» Text excerpt:
====
Keeping your newborn baby safe is an issue that I spend lots of time discussing with my clients. Midwifery isn’t just about pregnancy and birth, it’s also about creating families. I aim to help you to start out as a family feeling confident. Very often in my time as a midwife I have met people who have spent huge amounts of time and energy preparing for the birth, but haven’t really given any thought or done any preparation for life once their baby is here. I know it is almost impossible to imagine that new life, but you can certainly make your life easier by doing some reading and preparation before baby is born. It’s hard to read or learn new things when your life has just been turned upside down! One of the most fundamental issues to think about in advance is keeping your newborn baby safe.

An issue to think about is how you can keep your baby safe from infections. There are some very simple steps you can take. Your baby needs time to develop their immune system after birth. We need to limit the number of germs they meet in the early days. Washing your hands is one of the simplest and most important aspects of keeping your newborn baby safe. Everyone handling a new baby should wash their hands first. We mustn’t forget how lucky we are in the UK that most people have easy access to soap and water. If you haven’t read about my experiences in a very different situation you might be interested in this

The baby’s immune system is central to keeping your newborn baby safe. Your baby will be born with immunity to certain infections, because of immune factors being passed through the placenta. This is why whooping cough vaccine is suggested in pregnancy- it is to protect baby, not you! Not all antibodies can pass through the placenta however, and so baby needs to have the opportunity to develop their own. We know that colostrum and breast milk are fantastic at passing on immunity and also help the gut to be resistant to viruses and bacteria. I have had clients who have initially chosen not to breast feed, but have chosen to express and give colostrum in the first couple of days in recognition of the immunity benefits that formula milk simply can’t match. These are conversations and ideas that I feel should be explored before baby is here.

Skin to skin contact with you in the early hours and days of life allows baby to gain external protection relevant to your home and family. I’ll write more about this another day.

The Lullaby Trust is an excellent source of information and advice and I recommend every parent to explore their website. They have recently released this short video which addresses the issue of people wanting to touch and kiss your baby. They even offer a tag you can attach to your pram.
====
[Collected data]

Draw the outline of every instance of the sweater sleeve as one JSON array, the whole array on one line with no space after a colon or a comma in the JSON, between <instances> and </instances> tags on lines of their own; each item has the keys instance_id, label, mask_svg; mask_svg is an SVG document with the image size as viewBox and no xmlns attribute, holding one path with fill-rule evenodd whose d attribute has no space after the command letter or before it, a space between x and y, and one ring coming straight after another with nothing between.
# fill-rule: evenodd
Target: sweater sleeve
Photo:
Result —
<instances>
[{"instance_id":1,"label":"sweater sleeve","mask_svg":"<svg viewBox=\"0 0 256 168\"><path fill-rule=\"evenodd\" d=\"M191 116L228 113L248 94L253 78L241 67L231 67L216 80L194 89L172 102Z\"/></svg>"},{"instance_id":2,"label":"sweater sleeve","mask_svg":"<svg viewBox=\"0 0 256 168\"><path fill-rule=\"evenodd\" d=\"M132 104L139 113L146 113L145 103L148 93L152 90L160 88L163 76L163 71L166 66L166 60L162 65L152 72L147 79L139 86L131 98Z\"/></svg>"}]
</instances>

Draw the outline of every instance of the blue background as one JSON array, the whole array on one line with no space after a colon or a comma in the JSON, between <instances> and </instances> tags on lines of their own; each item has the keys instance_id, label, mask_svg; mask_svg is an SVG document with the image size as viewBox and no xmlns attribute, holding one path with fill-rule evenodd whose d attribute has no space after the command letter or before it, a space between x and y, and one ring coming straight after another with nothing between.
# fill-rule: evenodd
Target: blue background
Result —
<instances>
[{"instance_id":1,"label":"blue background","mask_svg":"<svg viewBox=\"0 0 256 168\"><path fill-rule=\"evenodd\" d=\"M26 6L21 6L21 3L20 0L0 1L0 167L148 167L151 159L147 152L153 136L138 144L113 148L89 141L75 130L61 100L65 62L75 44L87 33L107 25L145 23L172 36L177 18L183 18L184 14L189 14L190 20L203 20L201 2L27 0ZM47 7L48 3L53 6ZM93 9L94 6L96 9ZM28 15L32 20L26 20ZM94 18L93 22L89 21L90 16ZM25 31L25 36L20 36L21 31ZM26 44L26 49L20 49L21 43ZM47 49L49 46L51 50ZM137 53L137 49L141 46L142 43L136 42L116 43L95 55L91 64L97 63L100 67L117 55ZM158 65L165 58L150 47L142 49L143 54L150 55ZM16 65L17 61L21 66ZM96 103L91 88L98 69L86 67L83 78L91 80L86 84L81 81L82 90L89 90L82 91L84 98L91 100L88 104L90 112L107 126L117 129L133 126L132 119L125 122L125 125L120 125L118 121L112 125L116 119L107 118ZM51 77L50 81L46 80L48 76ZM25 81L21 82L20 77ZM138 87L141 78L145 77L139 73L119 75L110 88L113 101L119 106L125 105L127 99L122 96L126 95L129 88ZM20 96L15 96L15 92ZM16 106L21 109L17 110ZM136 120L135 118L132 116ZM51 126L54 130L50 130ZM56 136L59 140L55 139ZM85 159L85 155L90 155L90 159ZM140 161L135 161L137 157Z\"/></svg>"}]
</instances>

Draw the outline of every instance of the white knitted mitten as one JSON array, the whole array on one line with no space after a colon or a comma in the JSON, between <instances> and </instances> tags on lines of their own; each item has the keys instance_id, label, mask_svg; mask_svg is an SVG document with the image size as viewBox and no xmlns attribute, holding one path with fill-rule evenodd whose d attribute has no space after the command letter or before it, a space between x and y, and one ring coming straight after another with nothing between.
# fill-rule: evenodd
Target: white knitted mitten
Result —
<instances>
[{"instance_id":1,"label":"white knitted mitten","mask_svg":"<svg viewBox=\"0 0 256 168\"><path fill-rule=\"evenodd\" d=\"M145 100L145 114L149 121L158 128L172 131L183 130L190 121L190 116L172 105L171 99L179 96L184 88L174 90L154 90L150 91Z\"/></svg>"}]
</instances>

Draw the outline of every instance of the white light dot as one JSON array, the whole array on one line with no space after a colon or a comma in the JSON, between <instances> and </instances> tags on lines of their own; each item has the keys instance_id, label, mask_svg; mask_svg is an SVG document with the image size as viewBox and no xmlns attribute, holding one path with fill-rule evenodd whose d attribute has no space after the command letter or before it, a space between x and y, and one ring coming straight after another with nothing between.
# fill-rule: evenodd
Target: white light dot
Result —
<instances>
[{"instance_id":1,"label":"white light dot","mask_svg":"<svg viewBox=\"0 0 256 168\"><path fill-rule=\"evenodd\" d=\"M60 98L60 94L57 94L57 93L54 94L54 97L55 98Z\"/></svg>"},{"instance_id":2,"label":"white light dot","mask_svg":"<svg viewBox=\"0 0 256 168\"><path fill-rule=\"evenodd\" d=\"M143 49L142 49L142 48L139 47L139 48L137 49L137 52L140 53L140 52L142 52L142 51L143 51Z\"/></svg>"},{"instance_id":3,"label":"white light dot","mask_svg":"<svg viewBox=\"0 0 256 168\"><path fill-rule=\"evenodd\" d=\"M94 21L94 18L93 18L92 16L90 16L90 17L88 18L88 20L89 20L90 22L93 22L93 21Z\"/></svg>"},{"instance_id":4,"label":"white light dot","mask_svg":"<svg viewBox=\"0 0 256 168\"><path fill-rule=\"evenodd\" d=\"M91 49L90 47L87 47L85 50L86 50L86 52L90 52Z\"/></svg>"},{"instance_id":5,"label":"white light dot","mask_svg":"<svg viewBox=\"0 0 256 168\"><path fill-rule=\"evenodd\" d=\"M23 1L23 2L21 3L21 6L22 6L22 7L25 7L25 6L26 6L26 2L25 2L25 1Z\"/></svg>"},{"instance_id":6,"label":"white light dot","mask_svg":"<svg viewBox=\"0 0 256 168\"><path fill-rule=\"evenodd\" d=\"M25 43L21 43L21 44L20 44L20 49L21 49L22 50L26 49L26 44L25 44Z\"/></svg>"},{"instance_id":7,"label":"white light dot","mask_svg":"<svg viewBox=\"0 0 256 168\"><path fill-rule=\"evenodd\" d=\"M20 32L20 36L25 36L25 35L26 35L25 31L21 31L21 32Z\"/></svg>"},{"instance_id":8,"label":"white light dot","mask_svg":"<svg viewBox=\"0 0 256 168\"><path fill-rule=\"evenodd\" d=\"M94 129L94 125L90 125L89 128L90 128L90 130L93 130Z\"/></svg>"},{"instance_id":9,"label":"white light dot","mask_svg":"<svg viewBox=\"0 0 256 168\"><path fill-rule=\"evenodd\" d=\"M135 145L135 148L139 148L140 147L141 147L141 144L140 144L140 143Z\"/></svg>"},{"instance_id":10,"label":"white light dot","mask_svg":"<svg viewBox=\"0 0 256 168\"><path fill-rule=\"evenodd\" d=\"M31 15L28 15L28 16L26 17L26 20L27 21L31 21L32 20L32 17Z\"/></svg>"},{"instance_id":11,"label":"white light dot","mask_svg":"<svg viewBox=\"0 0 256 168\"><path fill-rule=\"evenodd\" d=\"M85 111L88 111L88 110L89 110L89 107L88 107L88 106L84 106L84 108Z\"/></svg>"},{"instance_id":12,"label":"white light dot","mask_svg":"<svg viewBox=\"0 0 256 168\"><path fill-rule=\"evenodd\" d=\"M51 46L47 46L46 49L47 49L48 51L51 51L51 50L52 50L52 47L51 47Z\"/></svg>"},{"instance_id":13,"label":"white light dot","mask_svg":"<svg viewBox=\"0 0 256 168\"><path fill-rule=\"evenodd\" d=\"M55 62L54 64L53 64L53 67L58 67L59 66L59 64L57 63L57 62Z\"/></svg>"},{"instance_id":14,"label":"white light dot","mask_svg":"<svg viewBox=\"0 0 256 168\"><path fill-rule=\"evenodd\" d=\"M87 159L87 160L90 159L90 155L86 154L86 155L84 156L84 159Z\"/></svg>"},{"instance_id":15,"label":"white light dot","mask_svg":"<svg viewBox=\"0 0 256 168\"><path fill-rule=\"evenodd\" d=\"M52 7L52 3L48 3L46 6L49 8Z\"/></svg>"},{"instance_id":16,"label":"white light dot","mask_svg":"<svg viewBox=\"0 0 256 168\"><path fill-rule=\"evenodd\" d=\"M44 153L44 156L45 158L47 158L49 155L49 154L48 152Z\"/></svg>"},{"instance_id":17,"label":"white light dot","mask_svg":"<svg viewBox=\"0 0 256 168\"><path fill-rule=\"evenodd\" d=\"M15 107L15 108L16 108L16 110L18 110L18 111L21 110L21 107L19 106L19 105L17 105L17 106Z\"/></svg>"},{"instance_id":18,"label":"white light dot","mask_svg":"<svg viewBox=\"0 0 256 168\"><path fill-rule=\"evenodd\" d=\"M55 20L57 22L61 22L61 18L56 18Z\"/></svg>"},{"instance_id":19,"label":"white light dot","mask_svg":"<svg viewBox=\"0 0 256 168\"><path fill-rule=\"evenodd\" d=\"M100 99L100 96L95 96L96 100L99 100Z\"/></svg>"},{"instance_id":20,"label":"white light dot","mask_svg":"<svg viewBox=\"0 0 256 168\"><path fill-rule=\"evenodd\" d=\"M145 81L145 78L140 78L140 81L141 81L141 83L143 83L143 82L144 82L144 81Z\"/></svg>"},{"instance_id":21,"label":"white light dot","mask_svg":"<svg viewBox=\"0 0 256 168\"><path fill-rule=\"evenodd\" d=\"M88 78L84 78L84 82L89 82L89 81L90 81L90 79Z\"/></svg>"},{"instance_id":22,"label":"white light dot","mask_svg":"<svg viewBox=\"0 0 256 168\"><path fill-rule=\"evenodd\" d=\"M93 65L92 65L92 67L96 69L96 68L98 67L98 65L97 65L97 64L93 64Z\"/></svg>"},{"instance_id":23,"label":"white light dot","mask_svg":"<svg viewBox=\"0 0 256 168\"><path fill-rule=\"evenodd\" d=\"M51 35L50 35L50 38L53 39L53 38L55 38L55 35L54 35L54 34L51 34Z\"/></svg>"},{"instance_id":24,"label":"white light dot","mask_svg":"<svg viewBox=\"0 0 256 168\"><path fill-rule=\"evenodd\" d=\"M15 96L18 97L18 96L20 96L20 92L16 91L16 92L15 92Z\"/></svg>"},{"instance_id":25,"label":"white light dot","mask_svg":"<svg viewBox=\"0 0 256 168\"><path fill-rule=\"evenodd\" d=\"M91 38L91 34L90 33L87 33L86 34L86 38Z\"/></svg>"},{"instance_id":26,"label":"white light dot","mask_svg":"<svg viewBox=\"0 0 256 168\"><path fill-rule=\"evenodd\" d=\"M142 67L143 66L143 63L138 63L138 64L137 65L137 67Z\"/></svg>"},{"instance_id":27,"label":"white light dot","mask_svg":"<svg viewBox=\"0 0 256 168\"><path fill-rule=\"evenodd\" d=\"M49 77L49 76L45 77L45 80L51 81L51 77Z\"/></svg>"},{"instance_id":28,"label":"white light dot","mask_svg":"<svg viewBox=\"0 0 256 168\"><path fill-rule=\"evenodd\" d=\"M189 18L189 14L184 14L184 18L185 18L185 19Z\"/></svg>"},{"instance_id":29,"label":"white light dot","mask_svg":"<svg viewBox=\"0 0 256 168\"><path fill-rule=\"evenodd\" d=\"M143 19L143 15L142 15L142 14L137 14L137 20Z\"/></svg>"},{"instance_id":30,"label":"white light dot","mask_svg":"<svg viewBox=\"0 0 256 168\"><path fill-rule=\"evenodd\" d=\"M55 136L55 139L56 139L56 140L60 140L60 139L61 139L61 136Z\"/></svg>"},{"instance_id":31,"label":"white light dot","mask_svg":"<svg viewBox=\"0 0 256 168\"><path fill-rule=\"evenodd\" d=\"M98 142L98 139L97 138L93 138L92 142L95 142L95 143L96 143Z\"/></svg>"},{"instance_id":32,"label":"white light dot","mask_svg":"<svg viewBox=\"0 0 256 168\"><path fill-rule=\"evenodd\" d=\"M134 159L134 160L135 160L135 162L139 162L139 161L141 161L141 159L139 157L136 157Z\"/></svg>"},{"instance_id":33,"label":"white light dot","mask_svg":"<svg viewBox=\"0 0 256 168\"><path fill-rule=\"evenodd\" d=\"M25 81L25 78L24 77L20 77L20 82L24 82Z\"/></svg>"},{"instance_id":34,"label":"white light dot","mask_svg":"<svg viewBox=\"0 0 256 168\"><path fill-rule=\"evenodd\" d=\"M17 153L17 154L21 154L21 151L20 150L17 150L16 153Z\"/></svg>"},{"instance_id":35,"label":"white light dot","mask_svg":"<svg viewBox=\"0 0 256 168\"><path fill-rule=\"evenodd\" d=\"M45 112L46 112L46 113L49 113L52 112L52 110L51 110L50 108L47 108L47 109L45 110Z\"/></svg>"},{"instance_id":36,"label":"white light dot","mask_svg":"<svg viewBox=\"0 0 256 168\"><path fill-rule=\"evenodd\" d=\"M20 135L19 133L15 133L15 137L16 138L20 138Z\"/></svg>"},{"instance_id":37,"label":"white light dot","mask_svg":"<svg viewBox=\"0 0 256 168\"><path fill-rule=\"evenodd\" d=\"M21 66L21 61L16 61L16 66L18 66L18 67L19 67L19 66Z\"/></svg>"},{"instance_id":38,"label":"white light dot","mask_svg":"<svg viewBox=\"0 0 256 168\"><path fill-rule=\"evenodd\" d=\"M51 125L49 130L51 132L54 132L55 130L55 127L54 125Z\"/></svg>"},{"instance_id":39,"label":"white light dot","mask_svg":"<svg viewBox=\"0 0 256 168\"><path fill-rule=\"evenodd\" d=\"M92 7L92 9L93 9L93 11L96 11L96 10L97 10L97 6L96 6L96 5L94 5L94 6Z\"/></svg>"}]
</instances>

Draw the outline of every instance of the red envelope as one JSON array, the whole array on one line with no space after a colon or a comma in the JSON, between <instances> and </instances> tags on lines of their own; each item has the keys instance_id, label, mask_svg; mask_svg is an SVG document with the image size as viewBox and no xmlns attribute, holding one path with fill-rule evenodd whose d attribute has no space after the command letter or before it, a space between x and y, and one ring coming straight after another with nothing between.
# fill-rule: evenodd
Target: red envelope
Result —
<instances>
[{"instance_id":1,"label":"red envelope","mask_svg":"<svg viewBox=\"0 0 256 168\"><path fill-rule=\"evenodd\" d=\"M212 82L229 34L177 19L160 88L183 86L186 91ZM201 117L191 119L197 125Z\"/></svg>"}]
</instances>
====
» Study questions:
a) Reproduce the passage on newborn safety verbatim, starting with "The baby’s immune" and going on through "before baby is here.".
b) Extend the passage on keeping a newborn baby safe, beginning immediately after its final sentence.

» Task-by-task results:
a)
The baby’s immune system is central to keeping your newborn baby safe. Your baby will be born with immunity to certain infections, because of immune factors being passed through the placenta. This is why whooping cough vaccine is suggested in pregnancy- it is to protect baby, not you! Not all antibodies can pass through the placenta however, and so baby needs to have the opportunity to develop their own. We know that colostrum and breast milk are fantastic at passing on immunity and also help the gut to be resistant to viruses and bacteria. I have had clients who have initially chosen not to breast feed, but have chosen to express and give colostrum in the first couple of days in recognition of the immunity benefits that formula milk simply can’t match. These are conversations and ideas that I feel should be explored before baby is here.

b)
Another very valuable resource from the Lullaby Trust is the Babycheck app. This is a simple tool designed to help you assess your baby if you think they may be unwell. I advise all my clients to download it before baby is born. Obviously as a parent you are very focused on keeping your newborn baby safe, but at 3am it can be very hard to decide if something is serious or not. The app asks a series of questIons and takes you to advice about what to do next. If it advises that the symptoms are serious and need urgent medical attention do you know where your nearest children’s A&E department is? Such departments are open 24 hours a day and you can go there without an appointment if you are worried that your baby is seriously unwell. However, A&E is for Accidents and Emergencies, so the app may also suggest making an appointment with your GP. It may also give you reassurance that the symptoms you are noticing are not currently cause for concern.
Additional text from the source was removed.